== TO DO ==
Locate every line of the material below that contains the word "water" and copy each one out, treating uppercase and lowercase as different.

Begin RECORDS FOR THE EXERCISE

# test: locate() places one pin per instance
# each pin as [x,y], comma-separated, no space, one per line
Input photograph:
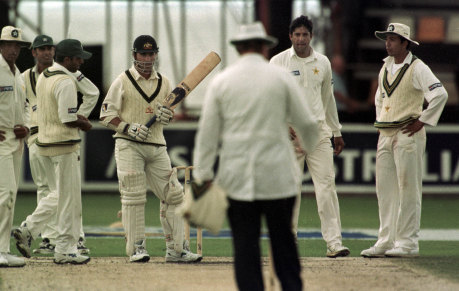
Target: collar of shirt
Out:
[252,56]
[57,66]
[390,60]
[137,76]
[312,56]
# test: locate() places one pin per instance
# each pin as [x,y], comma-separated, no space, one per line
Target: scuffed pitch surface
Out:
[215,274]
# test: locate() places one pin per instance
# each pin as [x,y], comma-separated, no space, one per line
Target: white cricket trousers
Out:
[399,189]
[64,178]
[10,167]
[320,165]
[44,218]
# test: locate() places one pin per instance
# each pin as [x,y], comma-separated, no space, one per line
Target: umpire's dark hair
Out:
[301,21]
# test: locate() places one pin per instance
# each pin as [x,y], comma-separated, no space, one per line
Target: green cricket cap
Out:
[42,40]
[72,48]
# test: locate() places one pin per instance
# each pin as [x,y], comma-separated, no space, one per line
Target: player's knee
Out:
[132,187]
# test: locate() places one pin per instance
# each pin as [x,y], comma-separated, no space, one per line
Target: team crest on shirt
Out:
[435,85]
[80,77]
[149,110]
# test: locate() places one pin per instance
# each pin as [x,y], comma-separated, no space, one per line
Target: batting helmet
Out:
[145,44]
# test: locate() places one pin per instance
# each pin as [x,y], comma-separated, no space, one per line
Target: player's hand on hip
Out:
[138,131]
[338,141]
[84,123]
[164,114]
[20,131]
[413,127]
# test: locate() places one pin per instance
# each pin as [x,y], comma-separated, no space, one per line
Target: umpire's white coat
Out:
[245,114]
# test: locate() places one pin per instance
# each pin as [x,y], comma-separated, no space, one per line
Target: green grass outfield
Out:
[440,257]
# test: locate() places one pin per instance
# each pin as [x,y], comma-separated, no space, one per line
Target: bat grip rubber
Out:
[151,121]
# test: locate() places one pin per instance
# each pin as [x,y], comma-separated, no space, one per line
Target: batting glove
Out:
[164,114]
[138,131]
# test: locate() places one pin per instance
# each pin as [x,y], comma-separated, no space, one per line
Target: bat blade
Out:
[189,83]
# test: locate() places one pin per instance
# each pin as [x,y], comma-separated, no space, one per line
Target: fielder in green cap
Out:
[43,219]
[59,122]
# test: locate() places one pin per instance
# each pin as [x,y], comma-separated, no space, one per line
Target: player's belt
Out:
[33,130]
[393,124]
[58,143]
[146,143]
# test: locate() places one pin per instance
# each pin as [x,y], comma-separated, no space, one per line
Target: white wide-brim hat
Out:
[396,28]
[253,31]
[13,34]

End RECORDS FOR THE EXERCISE
Begin RECORDS FOR THE EXERCISE

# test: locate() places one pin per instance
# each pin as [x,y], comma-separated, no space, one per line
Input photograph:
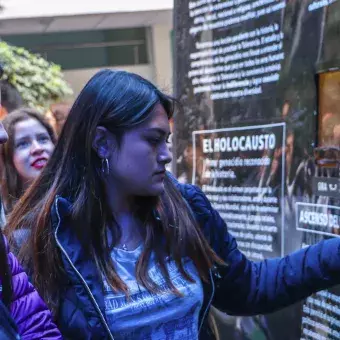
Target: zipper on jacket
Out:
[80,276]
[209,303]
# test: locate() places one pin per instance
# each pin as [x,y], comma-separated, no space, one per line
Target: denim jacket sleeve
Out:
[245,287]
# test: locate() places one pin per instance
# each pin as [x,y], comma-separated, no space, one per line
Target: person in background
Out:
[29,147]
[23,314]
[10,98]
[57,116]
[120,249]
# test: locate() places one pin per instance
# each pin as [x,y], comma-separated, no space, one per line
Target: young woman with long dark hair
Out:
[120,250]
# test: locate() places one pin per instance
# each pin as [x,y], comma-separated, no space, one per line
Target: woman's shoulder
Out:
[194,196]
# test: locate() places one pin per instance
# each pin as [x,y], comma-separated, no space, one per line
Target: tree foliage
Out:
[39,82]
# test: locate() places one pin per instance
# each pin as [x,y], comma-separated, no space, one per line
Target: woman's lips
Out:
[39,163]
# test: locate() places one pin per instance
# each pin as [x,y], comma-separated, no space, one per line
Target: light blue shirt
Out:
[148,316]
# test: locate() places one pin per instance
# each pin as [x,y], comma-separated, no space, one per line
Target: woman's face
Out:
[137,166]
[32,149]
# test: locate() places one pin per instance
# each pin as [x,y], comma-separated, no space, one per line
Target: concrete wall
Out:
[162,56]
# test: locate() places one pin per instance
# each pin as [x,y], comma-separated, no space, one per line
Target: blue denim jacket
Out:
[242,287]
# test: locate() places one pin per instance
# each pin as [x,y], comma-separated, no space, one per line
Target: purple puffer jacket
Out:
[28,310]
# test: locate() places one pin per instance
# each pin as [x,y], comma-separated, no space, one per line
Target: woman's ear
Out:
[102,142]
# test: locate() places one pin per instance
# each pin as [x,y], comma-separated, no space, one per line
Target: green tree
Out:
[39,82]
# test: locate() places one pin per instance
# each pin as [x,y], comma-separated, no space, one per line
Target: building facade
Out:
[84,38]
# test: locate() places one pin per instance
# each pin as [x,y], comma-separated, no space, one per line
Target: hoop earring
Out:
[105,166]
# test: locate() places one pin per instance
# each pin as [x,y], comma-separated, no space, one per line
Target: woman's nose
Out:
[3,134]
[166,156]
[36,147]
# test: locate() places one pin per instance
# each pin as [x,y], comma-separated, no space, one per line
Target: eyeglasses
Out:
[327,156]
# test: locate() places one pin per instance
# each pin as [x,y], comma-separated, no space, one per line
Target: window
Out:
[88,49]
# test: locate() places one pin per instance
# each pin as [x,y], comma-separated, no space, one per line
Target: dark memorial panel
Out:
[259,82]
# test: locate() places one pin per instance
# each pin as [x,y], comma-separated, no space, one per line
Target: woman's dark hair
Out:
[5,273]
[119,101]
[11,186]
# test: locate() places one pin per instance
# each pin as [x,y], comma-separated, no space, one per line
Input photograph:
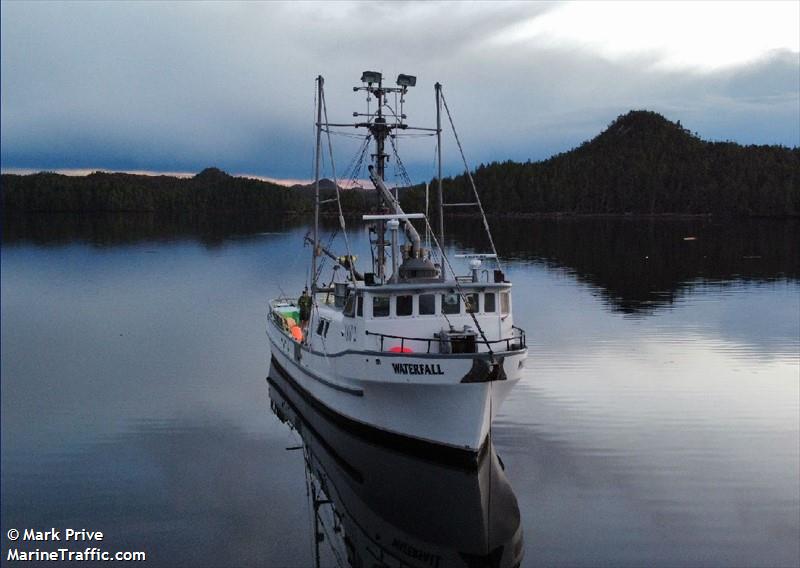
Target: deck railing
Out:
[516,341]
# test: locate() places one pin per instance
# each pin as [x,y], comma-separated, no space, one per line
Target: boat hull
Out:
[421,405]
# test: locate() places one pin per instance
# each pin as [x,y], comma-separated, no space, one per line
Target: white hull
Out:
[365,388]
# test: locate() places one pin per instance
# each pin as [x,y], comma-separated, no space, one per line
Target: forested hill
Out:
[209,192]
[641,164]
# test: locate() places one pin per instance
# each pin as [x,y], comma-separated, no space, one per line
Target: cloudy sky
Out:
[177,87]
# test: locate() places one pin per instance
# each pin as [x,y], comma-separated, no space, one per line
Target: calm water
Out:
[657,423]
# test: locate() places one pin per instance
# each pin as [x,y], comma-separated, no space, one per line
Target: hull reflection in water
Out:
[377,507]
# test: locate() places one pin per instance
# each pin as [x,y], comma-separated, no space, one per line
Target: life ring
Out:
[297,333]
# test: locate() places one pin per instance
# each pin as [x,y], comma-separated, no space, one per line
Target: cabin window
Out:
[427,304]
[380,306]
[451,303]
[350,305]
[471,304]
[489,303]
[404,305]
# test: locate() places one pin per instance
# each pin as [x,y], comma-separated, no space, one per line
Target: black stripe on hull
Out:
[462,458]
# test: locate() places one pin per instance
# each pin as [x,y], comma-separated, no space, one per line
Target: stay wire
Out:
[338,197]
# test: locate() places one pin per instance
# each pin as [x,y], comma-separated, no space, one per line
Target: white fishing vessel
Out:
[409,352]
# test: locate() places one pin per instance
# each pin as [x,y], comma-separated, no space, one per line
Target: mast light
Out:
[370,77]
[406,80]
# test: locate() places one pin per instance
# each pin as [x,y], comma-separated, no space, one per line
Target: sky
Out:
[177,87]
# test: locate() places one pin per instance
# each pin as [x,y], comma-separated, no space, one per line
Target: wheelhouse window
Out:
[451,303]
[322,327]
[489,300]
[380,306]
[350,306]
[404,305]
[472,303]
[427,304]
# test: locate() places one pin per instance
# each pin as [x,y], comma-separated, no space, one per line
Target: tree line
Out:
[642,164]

End RECORDS FOR THE EXERCISE

== OUTPUT FOR THIS TASK ==
Target: calm water
Target: hull reflection in water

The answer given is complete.